What the exercise asks —
Express the lines below as a Markdown table with the columns "Row" and "Line", numbering each line and leaving out any blank ones.

--- start Data in this exercise ---

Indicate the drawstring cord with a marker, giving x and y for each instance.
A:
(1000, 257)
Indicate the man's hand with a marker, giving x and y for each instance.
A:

--- end Data in this exercise ---

Exercise solution —
| Row | Line |
|---|---|
| 1 | Indicate the drawstring cord with a marker, giving x and y for each instance. |
| 2 | A: |
| 3 | (1000, 257) |
| 4 | Indicate the man's hand with a marker, giving x and y for each instance. |
| 5 | A: |